> **Short problem**: Format the listing below as a JSON array of strings, one string per line, with blank lines omitted.

______________________________

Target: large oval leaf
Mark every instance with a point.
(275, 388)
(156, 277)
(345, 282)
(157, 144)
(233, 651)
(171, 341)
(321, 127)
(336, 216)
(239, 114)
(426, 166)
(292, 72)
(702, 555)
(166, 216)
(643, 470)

______________________________

> **Solution to this task**:
[
  "Target: large oval leaf",
  "Mark every instance with a point.",
  "(275, 388)",
  "(156, 277)",
  "(345, 282)",
  "(157, 144)",
  "(233, 651)",
  "(171, 341)",
  "(321, 127)",
  "(336, 216)",
  "(239, 114)",
  "(426, 166)",
  "(292, 72)",
  "(702, 555)",
  "(166, 216)",
  "(643, 470)"
]